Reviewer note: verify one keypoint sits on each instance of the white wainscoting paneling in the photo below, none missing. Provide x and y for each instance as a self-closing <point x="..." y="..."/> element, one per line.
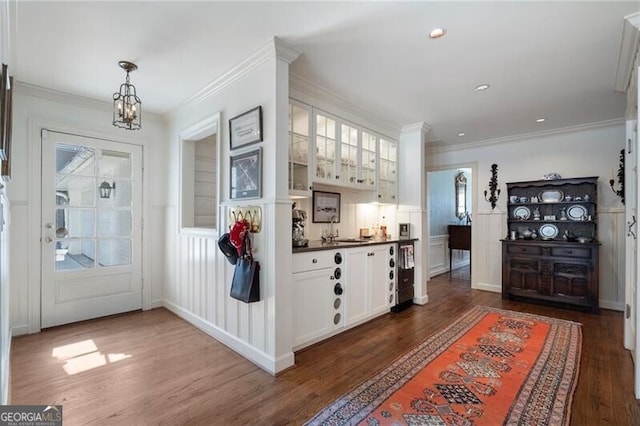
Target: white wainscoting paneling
<point x="490" y="228"/>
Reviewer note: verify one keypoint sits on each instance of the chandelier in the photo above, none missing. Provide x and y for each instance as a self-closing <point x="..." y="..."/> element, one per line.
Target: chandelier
<point x="126" y="103"/>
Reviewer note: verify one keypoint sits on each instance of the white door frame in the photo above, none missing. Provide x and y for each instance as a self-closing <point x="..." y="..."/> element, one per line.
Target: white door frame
<point x="100" y="290"/>
<point x="34" y="219"/>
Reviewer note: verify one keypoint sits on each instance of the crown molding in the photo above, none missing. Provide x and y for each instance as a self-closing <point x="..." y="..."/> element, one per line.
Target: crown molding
<point x="61" y="97"/>
<point x="433" y="149"/>
<point x="40" y="92"/>
<point x="309" y="93"/>
<point x="285" y="51"/>
<point x="264" y="54"/>
<point x="627" y="52"/>
<point x="421" y="127"/>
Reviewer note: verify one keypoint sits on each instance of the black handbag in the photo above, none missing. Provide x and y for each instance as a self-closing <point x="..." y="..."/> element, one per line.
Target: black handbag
<point x="245" y="285"/>
<point x="228" y="249"/>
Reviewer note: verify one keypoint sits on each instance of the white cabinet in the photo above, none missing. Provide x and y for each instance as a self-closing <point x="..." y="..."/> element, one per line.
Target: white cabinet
<point x="356" y="285"/>
<point x="345" y="154"/>
<point x="299" y="149"/>
<point x="317" y="296"/>
<point x="326" y="149"/>
<point x="369" y="285"/>
<point x="387" y="171"/>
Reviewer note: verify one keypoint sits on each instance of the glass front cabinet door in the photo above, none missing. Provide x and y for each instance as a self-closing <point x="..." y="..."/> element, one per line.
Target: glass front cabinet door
<point x="299" y="144"/>
<point x="387" y="169"/>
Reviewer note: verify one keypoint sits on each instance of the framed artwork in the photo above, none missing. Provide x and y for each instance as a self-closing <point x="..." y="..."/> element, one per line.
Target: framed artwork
<point x="246" y="175"/>
<point x="404" y="230"/>
<point x="326" y="205"/>
<point x="246" y="128"/>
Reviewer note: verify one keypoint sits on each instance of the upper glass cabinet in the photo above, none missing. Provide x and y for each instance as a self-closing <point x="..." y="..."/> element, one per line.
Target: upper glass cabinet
<point x="387" y="172"/>
<point x="299" y="147"/>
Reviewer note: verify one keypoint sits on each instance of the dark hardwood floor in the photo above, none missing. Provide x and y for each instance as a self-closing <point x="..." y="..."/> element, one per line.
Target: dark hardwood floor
<point x="153" y="368"/>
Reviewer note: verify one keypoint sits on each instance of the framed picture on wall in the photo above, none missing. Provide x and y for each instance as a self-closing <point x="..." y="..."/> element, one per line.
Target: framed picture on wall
<point x="246" y="128"/>
<point x="326" y="206"/>
<point x="246" y="175"/>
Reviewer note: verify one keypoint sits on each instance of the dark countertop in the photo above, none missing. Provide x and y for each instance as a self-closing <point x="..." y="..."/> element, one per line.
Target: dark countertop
<point x="318" y="245"/>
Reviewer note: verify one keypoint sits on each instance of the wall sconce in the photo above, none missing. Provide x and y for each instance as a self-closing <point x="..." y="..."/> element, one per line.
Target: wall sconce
<point x="494" y="192"/>
<point x="619" y="192"/>
<point x="105" y="189"/>
<point x="127" y="112"/>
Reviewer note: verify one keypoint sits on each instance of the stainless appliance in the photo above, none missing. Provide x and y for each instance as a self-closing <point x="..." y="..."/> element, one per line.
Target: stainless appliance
<point x="298" y="218"/>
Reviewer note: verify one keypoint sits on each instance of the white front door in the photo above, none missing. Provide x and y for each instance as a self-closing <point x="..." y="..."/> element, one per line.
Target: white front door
<point x="91" y="229"/>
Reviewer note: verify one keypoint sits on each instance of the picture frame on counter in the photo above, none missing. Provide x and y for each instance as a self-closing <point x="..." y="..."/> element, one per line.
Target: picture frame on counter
<point x="246" y="175"/>
<point x="246" y="128"/>
<point x="404" y="231"/>
<point x="326" y="206"/>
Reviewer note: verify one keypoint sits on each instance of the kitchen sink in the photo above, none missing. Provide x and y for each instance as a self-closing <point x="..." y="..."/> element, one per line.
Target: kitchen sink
<point x="349" y="241"/>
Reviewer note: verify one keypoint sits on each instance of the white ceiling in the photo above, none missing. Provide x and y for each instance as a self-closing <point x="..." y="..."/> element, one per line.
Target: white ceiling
<point x="542" y="59"/>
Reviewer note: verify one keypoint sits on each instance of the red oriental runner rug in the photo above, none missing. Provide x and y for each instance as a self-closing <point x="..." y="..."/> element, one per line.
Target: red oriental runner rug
<point x="490" y="367"/>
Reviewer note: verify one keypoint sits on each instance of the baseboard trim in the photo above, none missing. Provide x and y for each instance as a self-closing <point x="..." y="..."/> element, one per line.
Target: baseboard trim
<point x="261" y="359"/>
<point x="488" y="287"/>
<point x="423" y="300"/>
<point x="6" y="372"/>
<point x="20" y="330"/>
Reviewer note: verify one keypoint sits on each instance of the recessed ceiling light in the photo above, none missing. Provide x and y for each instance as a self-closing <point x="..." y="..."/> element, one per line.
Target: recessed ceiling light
<point x="437" y="33"/>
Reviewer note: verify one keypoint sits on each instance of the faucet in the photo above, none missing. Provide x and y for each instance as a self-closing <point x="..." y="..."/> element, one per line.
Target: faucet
<point x="329" y="238"/>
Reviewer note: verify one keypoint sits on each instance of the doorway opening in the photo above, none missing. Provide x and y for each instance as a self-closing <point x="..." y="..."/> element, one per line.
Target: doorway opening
<point x="450" y="206"/>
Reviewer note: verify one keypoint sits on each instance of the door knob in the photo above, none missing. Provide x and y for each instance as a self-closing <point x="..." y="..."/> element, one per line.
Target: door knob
<point x="630" y="232"/>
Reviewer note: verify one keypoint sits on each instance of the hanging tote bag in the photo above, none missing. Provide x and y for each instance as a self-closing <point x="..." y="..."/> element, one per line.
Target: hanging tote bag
<point x="245" y="285"/>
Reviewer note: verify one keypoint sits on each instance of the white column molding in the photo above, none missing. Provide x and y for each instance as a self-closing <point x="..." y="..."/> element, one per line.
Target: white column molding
<point x="412" y="199"/>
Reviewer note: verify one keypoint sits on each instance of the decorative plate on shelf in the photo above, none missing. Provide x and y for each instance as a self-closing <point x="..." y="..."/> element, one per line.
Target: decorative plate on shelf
<point x="552" y="196"/>
<point x="548" y="231"/>
<point x="576" y="212"/>
<point x="521" y="212"/>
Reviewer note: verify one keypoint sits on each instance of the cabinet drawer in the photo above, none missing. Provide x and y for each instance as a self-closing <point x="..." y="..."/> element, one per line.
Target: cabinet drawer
<point x="313" y="260"/>
<point x="571" y="251"/>
<point x="524" y="249"/>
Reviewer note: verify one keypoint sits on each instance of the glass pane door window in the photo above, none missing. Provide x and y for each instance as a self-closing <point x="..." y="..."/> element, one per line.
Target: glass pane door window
<point x="349" y="154"/>
<point x="299" y="139"/>
<point x="93" y="211"/>
<point x="368" y="159"/>
<point x="325" y="147"/>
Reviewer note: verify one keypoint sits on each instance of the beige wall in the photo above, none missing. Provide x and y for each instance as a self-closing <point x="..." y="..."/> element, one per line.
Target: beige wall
<point x="587" y="151"/>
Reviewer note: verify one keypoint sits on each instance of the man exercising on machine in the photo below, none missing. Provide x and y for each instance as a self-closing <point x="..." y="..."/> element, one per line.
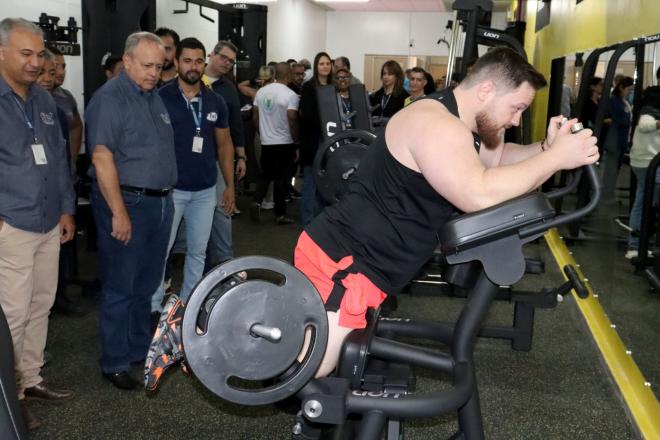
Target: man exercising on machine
<point x="440" y="156"/>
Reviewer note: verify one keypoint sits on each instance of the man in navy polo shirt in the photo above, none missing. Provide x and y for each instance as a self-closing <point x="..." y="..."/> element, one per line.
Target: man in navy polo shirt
<point x="201" y="136"/>
<point x="131" y="142"/>
<point x="36" y="206"/>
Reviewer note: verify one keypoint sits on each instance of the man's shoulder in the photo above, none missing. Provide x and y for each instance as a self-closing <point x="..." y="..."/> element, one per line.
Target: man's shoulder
<point x="215" y="98"/>
<point x="432" y="119"/>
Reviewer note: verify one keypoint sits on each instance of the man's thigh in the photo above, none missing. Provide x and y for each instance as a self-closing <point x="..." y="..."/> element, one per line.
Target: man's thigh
<point x="17" y="250"/>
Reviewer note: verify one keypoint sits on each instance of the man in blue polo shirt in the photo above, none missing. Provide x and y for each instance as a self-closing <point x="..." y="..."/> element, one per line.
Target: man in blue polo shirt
<point x="131" y="143"/>
<point x="36" y="206"/>
<point x="201" y="136"/>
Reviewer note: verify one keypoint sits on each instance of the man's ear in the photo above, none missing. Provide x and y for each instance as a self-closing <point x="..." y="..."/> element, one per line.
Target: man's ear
<point x="486" y="90"/>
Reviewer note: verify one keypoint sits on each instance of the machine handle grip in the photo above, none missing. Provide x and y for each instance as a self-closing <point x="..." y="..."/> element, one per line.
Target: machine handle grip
<point x="596" y="186"/>
<point x="574" y="180"/>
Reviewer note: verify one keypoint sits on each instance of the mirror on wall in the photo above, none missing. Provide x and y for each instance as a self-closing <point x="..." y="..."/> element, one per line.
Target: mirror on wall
<point x="607" y="243"/>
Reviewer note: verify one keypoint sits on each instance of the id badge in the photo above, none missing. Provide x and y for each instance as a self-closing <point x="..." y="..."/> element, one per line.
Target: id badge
<point x="198" y="143"/>
<point x="39" y="154"/>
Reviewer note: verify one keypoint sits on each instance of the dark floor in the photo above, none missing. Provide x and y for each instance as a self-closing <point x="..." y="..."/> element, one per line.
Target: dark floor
<point x="558" y="390"/>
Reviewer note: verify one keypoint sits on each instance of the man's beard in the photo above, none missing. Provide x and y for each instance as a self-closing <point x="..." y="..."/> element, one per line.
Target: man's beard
<point x="191" y="80"/>
<point x="488" y="131"/>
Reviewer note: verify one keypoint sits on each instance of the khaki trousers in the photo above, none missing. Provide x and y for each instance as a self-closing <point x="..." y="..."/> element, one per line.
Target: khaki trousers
<point x="28" y="280"/>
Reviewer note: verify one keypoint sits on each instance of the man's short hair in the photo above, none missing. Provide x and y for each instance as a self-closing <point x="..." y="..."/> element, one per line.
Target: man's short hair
<point x="224" y="43"/>
<point x="345" y="61"/>
<point x="189" y="43"/>
<point x="167" y="32"/>
<point x="505" y="66"/>
<point x="49" y="55"/>
<point x="7" y="25"/>
<point x="418" y="69"/>
<point x="282" y="71"/>
<point x="135" y="38"/>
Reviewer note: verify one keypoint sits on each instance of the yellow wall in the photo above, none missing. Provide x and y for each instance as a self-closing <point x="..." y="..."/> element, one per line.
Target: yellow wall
<point x="577" y="28"/>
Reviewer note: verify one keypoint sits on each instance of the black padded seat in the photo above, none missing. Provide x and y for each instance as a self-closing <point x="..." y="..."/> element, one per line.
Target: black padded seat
<point x="471" y="230"/>
<point x="12" y="426"/>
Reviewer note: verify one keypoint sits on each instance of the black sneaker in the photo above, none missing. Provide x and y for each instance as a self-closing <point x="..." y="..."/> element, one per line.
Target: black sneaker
<point x="255" y="212"/>
<point x="283" y="220"/>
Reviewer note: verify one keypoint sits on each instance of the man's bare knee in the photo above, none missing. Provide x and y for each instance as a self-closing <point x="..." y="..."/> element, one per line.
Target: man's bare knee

Objective:
Begin with the line that contains "the man's short" and end with the last line of the records; set down every line in that span exactly, and nothing else.

Complete response:
Reviewer note: verify one keypoint sits on each instance of the man's short hair in the photo above, none missing. Provide x and y for each instance as a self-closing <point x="..." y="..."/> element, one per line.
Target: man's short hair
<point x="224" y="43"/>
<point x="345" y="61"/>
<point x="189" y="43"/>
<point x="167" y="32"/>
<point x="505" y="66"/>
<point x="49" y="55"/>
<point x="7" y="25"/>
<point x="418" y="69"/>
<point x="282" y="71"/>
<point x="135" y="38"/>
Reviewer note: verify one keypoint sits on each instance of the yellow wall in the photo above, none missing. Provide x and y for each instance as a self-closing <point x="..." y="..."/> element, one per line.
Target: yellow wall
<point x="577" y="28"/>
Reviewer note: verify one keypoint sits on each instance of the black padded seat in the photo above, none missing. Provide x and y for each instance as a self-closing <point x="..." y="..."/> element, one per line.
Target: black padded seat
<point x="471" y="230"/>
<point x="12" y="426"/>
Reviewer note: verify one keypoint sits on each instance of the black sneaker in the photo above, none missing. Provide x and y for each instance as a self-closing <point x="..." y="..."/> element, one per line.
Target: black sneaker
<point x="255" y="212"/>
<point x="283" y="220"/>
Reviewer note: verify one keypoint sits on each instance of the man's bare knee in the photo above, none missing. Provide x and y for each instance as a self-closing <point x="..." y="..."/> element, one per line.
Target: man's bare knee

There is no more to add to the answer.